WHAT TO WORK ON. Retype exactly the lines that run from the line with "like (806, 679)." to the final line of the entries, keeping both ends and nothing else.

PROVIDED DATA.
⟨

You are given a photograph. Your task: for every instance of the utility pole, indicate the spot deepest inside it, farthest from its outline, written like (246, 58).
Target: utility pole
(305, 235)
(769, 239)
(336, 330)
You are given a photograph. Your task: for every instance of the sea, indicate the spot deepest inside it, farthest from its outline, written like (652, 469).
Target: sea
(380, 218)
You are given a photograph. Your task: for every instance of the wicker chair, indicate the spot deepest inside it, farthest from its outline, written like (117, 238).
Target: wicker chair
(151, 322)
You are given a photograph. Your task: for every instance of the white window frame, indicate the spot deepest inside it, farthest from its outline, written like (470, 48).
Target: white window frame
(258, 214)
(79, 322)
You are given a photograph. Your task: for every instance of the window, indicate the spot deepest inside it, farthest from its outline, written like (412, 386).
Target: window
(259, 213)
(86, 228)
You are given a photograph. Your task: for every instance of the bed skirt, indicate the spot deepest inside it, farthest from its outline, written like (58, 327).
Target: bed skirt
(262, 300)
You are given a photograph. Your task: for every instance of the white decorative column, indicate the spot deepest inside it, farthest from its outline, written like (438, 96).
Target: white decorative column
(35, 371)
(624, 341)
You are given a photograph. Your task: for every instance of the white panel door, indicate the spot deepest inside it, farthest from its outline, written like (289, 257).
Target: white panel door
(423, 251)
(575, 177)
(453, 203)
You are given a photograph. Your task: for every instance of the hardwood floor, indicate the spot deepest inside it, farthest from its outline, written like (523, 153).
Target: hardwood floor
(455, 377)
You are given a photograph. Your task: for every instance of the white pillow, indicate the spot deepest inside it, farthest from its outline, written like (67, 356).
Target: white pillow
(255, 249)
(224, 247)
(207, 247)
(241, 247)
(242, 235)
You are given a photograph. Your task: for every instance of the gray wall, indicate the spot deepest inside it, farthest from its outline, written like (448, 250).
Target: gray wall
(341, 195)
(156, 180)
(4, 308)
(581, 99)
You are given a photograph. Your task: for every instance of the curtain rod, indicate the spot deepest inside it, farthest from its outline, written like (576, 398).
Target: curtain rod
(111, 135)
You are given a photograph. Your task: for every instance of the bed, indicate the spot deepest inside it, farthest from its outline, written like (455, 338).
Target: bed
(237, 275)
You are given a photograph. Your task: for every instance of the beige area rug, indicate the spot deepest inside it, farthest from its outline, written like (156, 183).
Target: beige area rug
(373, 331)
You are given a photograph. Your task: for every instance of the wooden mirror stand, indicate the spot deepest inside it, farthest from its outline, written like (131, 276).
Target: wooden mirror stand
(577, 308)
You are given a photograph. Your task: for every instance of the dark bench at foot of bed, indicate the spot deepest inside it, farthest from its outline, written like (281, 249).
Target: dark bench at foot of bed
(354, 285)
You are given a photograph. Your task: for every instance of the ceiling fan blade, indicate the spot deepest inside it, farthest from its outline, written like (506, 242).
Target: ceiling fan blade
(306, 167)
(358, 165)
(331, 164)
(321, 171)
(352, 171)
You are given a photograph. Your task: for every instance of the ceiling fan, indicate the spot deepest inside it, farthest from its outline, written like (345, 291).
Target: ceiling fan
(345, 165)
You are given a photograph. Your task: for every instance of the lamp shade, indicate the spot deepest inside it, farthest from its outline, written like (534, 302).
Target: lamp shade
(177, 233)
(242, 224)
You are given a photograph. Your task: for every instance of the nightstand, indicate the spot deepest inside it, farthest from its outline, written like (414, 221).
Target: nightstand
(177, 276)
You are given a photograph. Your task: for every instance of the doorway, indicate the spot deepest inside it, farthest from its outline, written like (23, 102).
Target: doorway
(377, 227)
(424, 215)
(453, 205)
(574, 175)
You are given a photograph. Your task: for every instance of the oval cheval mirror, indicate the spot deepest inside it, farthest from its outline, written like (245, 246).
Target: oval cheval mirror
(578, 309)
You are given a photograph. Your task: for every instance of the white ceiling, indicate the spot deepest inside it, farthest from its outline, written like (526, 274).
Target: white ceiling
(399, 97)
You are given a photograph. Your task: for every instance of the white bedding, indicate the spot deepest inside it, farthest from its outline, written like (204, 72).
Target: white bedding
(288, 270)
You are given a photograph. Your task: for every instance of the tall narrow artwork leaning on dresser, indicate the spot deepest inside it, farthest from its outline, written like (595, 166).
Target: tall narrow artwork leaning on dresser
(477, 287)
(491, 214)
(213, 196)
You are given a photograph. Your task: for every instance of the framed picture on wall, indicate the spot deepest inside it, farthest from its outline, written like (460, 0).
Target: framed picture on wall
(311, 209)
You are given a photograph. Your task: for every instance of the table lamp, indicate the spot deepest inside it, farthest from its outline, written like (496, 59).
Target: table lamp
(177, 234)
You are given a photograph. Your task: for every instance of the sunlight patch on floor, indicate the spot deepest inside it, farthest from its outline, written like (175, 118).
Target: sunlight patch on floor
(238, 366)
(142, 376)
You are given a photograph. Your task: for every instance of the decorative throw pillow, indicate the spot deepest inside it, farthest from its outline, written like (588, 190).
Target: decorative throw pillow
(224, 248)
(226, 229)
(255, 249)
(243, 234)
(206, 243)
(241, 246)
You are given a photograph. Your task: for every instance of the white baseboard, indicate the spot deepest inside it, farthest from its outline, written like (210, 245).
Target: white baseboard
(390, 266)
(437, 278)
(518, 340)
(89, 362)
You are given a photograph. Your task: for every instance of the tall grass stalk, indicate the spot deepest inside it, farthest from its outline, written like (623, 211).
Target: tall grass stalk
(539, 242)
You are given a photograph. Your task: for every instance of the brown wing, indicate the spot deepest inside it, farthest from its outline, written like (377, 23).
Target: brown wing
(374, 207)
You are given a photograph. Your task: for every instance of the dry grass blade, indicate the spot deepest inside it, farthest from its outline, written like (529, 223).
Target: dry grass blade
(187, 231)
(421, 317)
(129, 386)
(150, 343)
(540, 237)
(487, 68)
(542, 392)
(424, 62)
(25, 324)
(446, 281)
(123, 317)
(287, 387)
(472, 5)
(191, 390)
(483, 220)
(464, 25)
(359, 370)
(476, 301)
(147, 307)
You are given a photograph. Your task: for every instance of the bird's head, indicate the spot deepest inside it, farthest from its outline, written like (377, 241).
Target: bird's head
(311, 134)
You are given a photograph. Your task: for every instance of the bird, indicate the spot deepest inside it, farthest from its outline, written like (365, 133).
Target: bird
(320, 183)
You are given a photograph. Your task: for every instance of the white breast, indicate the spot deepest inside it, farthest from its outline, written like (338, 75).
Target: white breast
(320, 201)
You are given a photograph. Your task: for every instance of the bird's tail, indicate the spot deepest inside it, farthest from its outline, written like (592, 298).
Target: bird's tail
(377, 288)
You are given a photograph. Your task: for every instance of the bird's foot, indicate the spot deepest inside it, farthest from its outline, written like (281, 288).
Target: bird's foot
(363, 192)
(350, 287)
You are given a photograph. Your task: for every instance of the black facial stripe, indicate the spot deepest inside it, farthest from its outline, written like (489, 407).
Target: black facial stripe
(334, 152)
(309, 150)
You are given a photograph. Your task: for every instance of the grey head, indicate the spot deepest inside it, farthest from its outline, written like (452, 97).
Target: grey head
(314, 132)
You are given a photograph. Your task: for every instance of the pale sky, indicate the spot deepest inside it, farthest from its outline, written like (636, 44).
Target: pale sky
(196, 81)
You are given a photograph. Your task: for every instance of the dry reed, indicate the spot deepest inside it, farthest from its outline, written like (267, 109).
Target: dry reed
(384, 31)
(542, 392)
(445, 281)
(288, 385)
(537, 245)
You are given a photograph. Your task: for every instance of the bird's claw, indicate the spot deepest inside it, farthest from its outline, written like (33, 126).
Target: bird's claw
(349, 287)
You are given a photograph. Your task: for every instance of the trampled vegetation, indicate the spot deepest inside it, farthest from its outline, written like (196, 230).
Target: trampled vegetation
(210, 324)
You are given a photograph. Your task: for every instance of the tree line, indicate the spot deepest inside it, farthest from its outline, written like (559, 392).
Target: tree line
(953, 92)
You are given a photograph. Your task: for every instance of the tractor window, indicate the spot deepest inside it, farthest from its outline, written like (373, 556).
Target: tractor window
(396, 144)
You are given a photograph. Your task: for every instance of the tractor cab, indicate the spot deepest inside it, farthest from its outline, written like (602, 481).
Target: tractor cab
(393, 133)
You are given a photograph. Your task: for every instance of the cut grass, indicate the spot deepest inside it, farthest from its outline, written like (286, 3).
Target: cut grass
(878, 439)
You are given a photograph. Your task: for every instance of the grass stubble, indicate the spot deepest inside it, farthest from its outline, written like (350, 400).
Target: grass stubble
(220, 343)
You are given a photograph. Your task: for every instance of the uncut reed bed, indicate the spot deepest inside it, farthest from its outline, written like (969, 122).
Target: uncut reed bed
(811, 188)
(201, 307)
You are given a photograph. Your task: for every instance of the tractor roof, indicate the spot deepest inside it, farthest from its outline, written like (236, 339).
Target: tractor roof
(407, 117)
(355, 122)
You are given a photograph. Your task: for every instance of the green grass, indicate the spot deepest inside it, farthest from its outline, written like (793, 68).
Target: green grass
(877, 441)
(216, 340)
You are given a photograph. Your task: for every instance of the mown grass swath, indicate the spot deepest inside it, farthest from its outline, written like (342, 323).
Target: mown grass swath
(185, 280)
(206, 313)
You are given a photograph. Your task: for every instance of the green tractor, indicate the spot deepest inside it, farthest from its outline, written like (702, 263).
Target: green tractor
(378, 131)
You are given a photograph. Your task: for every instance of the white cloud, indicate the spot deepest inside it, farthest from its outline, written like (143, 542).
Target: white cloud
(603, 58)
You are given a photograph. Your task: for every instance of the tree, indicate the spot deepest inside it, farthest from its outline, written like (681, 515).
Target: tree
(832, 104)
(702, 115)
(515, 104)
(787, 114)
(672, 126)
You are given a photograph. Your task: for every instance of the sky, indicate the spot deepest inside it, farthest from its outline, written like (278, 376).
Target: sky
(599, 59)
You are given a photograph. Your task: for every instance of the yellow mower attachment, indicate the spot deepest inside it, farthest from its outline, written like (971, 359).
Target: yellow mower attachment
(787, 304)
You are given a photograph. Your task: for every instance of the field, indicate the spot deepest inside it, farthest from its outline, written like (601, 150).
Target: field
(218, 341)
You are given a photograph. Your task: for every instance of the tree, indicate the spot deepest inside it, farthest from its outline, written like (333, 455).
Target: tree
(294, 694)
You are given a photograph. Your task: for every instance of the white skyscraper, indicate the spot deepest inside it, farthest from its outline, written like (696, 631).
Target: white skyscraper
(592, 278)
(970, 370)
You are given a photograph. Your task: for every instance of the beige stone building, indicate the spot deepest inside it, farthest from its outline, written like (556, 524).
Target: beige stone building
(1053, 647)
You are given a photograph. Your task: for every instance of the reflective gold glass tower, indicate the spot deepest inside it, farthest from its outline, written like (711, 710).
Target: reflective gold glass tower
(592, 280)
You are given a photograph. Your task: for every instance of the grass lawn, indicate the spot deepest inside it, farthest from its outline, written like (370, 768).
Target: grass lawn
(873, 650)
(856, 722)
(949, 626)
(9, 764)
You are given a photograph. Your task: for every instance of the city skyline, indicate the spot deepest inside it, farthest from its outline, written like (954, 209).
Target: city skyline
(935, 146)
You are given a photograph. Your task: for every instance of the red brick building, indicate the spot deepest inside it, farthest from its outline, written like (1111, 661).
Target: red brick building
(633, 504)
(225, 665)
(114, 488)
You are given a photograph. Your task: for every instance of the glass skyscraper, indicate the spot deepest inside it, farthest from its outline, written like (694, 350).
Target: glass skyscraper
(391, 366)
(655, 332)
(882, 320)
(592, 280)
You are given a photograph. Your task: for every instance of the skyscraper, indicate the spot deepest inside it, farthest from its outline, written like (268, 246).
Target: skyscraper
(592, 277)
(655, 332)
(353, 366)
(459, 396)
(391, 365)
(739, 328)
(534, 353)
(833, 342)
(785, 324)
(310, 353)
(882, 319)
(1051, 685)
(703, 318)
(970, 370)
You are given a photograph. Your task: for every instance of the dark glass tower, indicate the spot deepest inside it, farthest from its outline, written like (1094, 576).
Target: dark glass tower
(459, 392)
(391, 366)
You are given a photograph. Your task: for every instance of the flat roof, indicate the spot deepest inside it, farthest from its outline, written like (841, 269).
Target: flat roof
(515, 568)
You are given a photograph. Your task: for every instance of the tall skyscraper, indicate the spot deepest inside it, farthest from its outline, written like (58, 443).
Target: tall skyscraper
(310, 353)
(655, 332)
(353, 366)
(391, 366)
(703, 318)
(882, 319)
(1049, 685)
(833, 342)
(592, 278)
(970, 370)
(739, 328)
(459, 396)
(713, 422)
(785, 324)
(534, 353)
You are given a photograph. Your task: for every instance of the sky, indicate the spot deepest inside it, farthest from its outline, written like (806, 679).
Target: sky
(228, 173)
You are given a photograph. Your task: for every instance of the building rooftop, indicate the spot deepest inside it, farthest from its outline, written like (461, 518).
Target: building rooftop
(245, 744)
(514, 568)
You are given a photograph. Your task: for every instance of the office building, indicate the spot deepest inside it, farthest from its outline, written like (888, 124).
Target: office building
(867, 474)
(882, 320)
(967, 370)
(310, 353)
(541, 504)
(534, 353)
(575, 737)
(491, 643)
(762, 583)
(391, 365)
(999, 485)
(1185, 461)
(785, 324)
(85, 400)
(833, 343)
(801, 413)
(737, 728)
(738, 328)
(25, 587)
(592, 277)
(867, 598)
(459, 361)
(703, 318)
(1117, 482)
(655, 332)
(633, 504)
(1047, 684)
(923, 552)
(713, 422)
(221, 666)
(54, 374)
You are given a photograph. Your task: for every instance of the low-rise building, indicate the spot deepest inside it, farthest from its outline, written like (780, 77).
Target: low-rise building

⟩

FULL SOLUTION.
You are given a photograph. Your task: for every instance of the sky, indicate the spot deepest inside it, farthest from its outline, written like (806, 679).
Target: sky
(228, 173)
You are given a photograph. Your task: for every instance of the building rooftop, indicate the spot deepest inside it, farthest from its outline, written like (461, 518).
Target: building rooftop
(245, 744)
(514, 568)
You are given a photograph. Your task: for every instance of the office building, indicate the spot deepest inside it, farthest from its outline, written like (888, 124).
Target: office building
(867, 474)
(882, 320)
(967, 370)
(310, 353)
(541, 504)
(534, 353)
(575, 737)
(491, 643)
(762, 583)
(391, 365)
(999, 485)
(1185, 461)
(785, 324)
(85, 400)
(833, 343)
(801, 413)
(737, 728)
(738, 328)
(25, 587)
(592, 277)
(867, 598)
(459, 361)
(703, 318)
(1117, 482)
(655, 332)
(633, 504)
(1047, 684)
(923, 552)
(713, 422)
(221, 666)
(54, 374)
You are given a photograph. Your task: for every instance of the low-rise building, indicate the spot deepest inside it, farthest from its outline, written like (780, 77).
Target: low-rise building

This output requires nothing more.